Brief: Please reproduce every one of the rows below word for word, without changing any character.

The data:
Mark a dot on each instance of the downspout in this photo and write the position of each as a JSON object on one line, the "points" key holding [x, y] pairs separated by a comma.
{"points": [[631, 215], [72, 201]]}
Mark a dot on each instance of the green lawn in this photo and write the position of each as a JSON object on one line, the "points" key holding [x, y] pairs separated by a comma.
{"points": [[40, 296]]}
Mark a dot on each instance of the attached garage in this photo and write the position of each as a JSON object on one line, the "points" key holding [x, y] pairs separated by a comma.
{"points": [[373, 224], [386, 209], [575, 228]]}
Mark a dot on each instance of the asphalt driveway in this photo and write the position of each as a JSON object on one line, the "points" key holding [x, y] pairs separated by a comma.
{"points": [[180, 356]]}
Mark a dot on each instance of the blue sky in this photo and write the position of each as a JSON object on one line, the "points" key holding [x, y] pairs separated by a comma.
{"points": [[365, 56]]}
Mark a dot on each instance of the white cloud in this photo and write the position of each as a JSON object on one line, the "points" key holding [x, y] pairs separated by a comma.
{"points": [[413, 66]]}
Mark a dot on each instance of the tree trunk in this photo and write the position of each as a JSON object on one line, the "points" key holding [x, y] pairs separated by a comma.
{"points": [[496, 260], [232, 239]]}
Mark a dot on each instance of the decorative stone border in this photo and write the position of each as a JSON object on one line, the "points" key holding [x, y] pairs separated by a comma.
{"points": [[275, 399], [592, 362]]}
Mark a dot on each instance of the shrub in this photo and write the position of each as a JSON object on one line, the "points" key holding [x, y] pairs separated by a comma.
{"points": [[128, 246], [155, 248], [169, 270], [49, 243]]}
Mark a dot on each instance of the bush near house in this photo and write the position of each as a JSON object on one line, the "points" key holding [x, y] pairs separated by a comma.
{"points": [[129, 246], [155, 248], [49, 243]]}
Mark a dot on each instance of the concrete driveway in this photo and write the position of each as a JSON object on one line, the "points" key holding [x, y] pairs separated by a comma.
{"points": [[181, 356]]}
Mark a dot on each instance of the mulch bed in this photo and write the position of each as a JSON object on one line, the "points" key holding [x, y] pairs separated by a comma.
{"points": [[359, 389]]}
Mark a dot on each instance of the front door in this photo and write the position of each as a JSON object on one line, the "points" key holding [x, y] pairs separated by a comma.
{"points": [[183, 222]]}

Solution:
Mark a dot on each instance of the downspout in this photo and write the position of each as a JSON object on one line, the "points" key holding [x, y] pairs separated by a comma.
{"points": [[631, 215], [72, 201]]}
Mark a dot on each instance of the green lawn in this photo and write the position of each as a JSON object on one line, the "points" key holding [x, y] pairs separated by a comma.
{"points": [[40, 296]]}
Mark a dot on each instance of the attached garage in this photo and write the position of each as a JSON object on one line, the "points" key holding [x, y] pairs separated by a comma.
{"points": [[373, 224], [386, 209], [575, 228]]}
Mark a dot on each instance of the asphalt driveway in this photo and write the position of each as a JSON object on one line, the "points" key holding [x, y] pairs separated by a comma.
{"points": [[180, 356]]}
Mark a dot on each instance of the blue sky in this photo and write the position of each as a JSON object on one line, the "points" key holding [x, y] pairs separated by a comma.
{"points": [[365, 56]]}
Mark a dot on each instance of the white cloud in this photo and write the position of each as a JSON object on one line, the "points" key holding [x, y] pairs separated by a comma.
{"points": [[413, 66]]}
Mark a dot on each instance of the tree trunk in this photo and write the position of each as a JSON object on one line, the "points" key holding [x, y] pairs separated by a comma.
{"points": [[496, 260], [232, 239]]}
Mark a dot on each instance of the decorative stone border in this photo and write the position of each as a JSON object on one line, the "points" key holding [x, y] pairs separated by a comma.
{"points": [[275, 399], [592, 362]]}
Mark a dot on each instance of the shrub in this photo and write the position of each as a JSON object on one line, the "points" key holding [x, y] pairs separated by a comma.
{"points": [[128, 246], [155, 248], [169, 270], [49, 243]]}
Mark a dot on each instance of the bush near house in this photo and write the position of each as a JSON object on one line, the "points" key holding [x, y] pairs separated by a comma.
{"points": [[129, 246], [155, 248], [49, 243]]}
Mark a dot on each instance of the concrete driveway in this photo and write the position of each as a JSON object on one line, the "points" key holding [x, y] pairs separated by a comma.
{"points": [[181, 356]]}
Mark a dot on each instance of the mulch bed in this photo and write the position of each as a JSON object on one line, the "points" key holding [x, y] pairs separated by a comma.
{"points": [[359, 389]]}
Mark a dot on each instance of the front door in this photo and write the position of each as a JSON object on one line, the "points" key holding [x, y] pairs separated by a comma.
{"points": [[183, 222]]}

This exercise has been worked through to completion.